In the piece on the Eikon Basilike, condense the paragraph beginning "Another argument for casting your net widely" into a shorter version that keeps its main facts.

(SELECTED EXTRACT):

=== Section Start ===

The portrait of a doomed man.

Another argument for casting your net widely is that you learn about new and fascinating things that rarely pop up in daily conversation, especially in our cloistered workaday lives. Today by way of a diary entry by Samuel Pepys, the ‘Eikon Basilike’ (full text), the “Royal Portrait”, a purported autobiography by King Charles I published after his regicide following the English Civil War.

I am not so old, as to be weary of life; nor (I hope) so bad, as to be either afraid to die, or ashamed to live: true, I am so afflicted, as might make Me sometime even desire to die; if I did not consider, That it is the greatest glory of a Christians life to die daily, in conquering by a lively faith, and patient hopes of a better life, those partiall and quotidian deaths, which kill us (as it were) by piece-meales, and make us overlive our owne fates; while We are deprived of health, honour, liberty, power, credit, safety, or estate; and those other comforts of dearest relations, which are as the life of our lives.

Though, as a KING, I think My self to live in nothing temporall so much, as in the love and goodwill of My People; for which, as I have suffered many deaths, so I hope I am not in that point as yet wholly dead: notwithstanding, My Enemies have used all the poyson of falsity and violence of hostility to destroy, first the love and Loyalty, which is in My Subjects; and then all that content of life in Me, which from these I chiefly enjoyed.

=== Section End ===

(DATA RECORDS):
=== Section Start ===

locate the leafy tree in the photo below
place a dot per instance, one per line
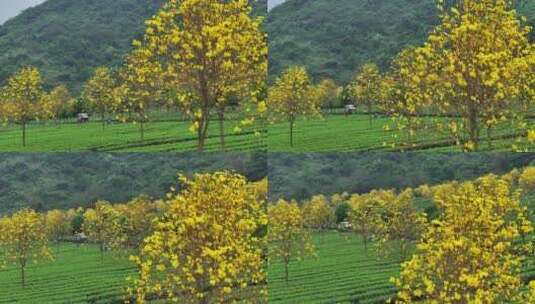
(135, 223)
(212, 51)
(329, 94)
(99, 92)
(100, 225)
(404, 225)
(24, 240)
(468, 66)
(58, 225)
(58, 102)
(471, 252)
(23, 98)
(367, 214)
(204, 249)
(401, 96)
(140, 87)
(527, 178)
(341, 212)
(293, 95)
(366, 87)
(288, 237)
(317, 214)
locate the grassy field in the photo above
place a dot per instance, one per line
(75, 276)
(338, 133)
(343, 272)
(160, 136)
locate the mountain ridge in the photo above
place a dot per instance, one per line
(333, 38)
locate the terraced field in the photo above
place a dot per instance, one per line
(338, 133)
(160, 136)
(342, 273)
(75, 276)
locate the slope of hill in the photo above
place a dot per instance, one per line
(334, 38)
(299, 176)
(49, 180)
(68, 39)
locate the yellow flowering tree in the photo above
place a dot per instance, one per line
(140, 87)
(206, 247)
(469, 254)
(293, 95)
(23, 98)
(100, 225)
(57, 102)
(213, 52)
(24, 240)
(366, 87)
(98, 92)
(469, 62)
(527, 178)
(288, 237)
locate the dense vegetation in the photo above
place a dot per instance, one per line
(67, 40)
(334, 38)
(358, 242)
(221, 214)
(67, 180)
(300, 176)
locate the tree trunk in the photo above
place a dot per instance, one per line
(23, 275)
(221, 115)
(24, 134)
(474, 128)
(142, 130)
(370, 114)
(101, 252)
(489, 137)
(202, 132)
(286, 275)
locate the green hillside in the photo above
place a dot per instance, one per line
(68, 39)
(300, 176)
(333, 38)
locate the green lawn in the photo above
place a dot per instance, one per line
(339, 133)
(75, 276)
(160, 136)
(343, 272)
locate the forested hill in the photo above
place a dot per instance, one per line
(45, 181)
(68, 39)
(300, 176)
(333, 38)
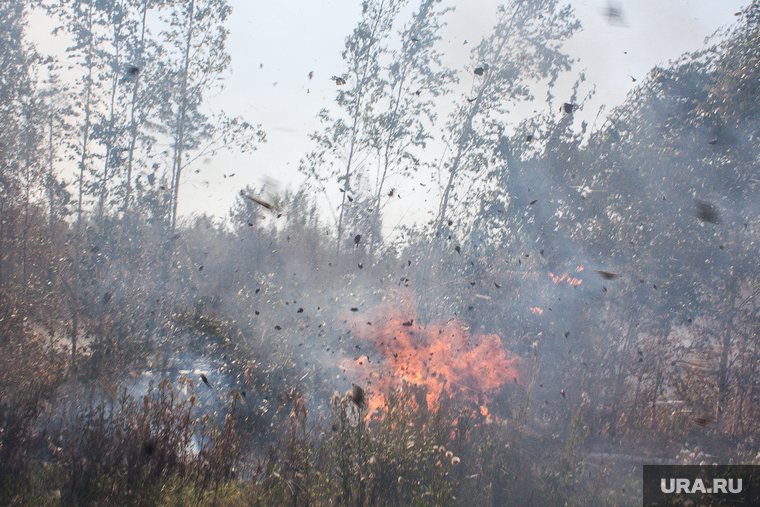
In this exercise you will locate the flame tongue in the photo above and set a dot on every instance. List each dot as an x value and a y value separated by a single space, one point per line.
439 356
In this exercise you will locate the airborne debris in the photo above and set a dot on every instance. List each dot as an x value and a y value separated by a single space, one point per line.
607 275
258 200
707 212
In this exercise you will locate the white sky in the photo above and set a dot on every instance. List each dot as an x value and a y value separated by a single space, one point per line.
292 38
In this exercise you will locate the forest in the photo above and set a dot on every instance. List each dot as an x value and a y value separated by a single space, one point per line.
582 301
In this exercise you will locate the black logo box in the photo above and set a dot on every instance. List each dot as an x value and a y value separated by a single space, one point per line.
654 496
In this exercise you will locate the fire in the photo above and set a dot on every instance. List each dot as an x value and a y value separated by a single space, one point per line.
441 356
571 280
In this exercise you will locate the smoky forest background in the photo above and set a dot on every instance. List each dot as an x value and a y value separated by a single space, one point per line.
582 299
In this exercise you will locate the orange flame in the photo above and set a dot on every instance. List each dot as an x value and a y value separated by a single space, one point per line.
441 356
571 280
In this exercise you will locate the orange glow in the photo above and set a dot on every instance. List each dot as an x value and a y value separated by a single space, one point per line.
441 356
570 280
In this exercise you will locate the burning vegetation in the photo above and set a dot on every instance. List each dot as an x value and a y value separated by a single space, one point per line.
275 357
441 357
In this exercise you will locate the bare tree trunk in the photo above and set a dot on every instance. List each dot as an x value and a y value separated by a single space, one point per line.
86 132
132 122
180 137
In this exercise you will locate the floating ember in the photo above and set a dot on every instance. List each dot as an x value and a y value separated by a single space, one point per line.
441 356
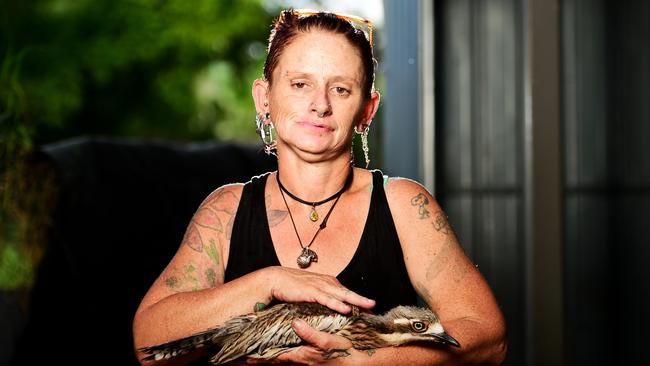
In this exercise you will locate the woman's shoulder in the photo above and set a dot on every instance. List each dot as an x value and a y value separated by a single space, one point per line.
404 193
225 198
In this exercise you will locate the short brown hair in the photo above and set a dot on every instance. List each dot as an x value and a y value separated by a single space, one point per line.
289 23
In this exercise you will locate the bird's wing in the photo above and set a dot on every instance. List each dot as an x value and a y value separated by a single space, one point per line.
272 334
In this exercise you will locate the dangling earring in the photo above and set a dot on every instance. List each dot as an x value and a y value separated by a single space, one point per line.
364 144
266 132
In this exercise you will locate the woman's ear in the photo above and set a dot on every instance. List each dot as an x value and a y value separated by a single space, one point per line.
260 96
369 111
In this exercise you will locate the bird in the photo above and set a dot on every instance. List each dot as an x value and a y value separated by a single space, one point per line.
268 333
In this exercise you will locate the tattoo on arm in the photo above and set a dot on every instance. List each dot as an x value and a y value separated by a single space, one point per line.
423 292
441 224
420 201
184 280
193 238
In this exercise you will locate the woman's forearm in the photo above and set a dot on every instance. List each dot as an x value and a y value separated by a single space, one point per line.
186 313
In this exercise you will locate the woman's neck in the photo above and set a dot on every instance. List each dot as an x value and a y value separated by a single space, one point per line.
313 181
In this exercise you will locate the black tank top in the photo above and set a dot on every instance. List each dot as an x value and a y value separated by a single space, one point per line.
376 270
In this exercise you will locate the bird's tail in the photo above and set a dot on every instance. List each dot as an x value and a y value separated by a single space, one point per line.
212 338
182 346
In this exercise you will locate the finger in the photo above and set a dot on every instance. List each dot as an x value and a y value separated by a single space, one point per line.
333 303
353 298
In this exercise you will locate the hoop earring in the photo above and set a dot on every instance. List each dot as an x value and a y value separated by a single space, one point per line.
266 132
364 144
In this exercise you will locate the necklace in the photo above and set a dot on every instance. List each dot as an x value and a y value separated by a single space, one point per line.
306 254
313 215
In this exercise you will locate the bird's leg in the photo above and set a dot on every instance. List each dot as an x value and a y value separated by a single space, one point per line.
335 353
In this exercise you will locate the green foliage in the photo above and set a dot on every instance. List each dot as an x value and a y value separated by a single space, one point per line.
170 69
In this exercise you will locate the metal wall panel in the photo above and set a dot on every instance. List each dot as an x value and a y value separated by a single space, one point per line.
401 111
606 64
479 143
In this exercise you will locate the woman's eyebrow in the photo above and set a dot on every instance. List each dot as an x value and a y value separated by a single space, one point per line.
336 78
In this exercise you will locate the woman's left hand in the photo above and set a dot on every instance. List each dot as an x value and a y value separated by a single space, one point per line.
322 348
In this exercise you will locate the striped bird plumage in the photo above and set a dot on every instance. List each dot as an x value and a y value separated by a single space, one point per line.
268 333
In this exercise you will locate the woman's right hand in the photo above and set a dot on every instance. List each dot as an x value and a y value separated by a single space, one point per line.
295 285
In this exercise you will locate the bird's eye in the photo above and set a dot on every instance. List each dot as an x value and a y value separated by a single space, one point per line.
419 326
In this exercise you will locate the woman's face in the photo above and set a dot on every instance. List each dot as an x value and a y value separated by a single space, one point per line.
316 96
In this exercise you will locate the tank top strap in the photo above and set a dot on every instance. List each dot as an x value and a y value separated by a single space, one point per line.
251 246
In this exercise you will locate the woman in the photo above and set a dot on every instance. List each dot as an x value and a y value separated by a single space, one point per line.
319 229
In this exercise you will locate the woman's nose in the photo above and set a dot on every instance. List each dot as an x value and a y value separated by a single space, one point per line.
321 104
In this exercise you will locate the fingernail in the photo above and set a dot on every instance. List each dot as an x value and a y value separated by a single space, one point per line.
298 323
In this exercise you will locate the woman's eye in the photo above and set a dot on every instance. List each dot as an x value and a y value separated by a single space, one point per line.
418 326
341 90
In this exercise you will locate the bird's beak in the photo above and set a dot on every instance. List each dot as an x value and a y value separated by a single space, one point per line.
446 339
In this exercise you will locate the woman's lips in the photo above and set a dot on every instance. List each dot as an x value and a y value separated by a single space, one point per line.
319 127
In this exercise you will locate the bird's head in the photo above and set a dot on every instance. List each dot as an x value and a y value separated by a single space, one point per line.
409 324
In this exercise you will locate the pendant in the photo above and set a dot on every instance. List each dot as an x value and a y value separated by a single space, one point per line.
306 257
313 215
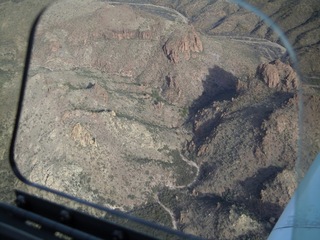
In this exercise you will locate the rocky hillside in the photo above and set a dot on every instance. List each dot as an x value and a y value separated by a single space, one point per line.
175 112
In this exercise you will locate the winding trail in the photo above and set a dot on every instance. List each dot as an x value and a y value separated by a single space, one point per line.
170 10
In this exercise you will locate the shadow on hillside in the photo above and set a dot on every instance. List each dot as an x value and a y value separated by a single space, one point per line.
219 85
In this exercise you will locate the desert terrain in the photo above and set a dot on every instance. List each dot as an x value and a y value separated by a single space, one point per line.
185 113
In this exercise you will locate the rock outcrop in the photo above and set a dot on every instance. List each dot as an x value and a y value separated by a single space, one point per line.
277 74
181 44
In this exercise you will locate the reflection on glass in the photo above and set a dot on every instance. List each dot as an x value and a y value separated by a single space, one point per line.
129 106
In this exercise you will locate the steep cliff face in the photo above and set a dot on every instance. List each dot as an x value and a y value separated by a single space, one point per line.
130 107
182 44
277 74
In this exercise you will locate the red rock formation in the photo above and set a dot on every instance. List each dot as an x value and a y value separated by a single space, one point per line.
277 74
182 43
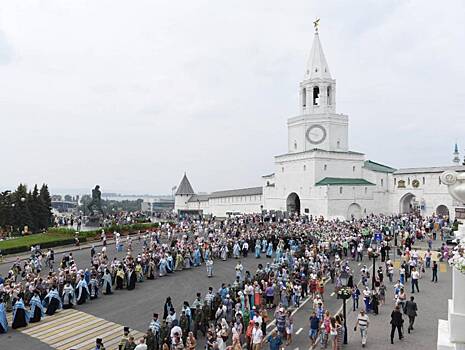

=== Section End ===

(SOLUTION TO THIS PROBLEM): Casting your net widely also teaches you new and fascinating things that seldom come up in daily conversation, especially in cloistered workaday lives. Today's example came through a diary entry by Samuel Pepys: the "Eikon Basilike," or "Royal Portrait," a purported autobiography by King Charles I that was published after his regicide following the English Civil War.